[DATASET CONTENT]

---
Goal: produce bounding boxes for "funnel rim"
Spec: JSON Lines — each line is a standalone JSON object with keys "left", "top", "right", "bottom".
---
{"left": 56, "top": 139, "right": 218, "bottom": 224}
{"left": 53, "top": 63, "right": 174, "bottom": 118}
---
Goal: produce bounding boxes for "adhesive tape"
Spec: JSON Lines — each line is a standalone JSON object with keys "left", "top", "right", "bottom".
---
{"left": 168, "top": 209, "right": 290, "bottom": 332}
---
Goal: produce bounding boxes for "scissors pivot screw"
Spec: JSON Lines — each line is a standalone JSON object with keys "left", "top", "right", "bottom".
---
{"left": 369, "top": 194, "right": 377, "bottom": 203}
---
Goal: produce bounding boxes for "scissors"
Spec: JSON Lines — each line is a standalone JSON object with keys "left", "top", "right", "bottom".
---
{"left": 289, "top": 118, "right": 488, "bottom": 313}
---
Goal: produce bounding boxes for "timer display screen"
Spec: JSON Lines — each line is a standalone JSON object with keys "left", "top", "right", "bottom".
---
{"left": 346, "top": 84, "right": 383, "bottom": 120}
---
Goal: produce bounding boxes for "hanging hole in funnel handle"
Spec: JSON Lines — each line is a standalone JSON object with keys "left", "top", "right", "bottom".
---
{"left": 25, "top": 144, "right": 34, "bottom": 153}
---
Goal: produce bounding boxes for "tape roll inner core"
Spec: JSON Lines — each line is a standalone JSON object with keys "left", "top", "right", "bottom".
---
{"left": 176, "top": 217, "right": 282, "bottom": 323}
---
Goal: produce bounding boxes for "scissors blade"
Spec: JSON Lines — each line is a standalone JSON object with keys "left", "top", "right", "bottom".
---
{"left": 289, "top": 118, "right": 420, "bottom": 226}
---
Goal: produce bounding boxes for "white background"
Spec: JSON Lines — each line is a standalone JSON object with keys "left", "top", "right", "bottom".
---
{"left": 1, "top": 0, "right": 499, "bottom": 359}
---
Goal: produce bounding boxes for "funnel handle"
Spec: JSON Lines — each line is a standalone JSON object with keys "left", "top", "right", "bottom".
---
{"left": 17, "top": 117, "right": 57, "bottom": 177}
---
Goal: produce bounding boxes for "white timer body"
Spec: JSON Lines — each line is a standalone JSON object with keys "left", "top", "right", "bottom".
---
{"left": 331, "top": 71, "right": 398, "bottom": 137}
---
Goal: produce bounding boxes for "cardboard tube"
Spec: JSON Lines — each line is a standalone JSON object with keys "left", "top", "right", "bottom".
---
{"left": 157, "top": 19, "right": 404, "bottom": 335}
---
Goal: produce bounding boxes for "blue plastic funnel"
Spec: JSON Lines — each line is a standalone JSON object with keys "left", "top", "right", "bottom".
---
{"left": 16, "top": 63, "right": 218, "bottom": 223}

[/DATASET CONTENT]

> [ABOUT THIS EXERCISE] Show all lines above holding "funnel".

> [SOLUTION]
Goal: produce bounding boxes for "funnel rim"
Goal: produce bounding boxes for "hanging hole in funnel handle"
Goal: produce bounding boxes for "funnel handle"
Goal: produce bounding boxes for "blue plastic funnel"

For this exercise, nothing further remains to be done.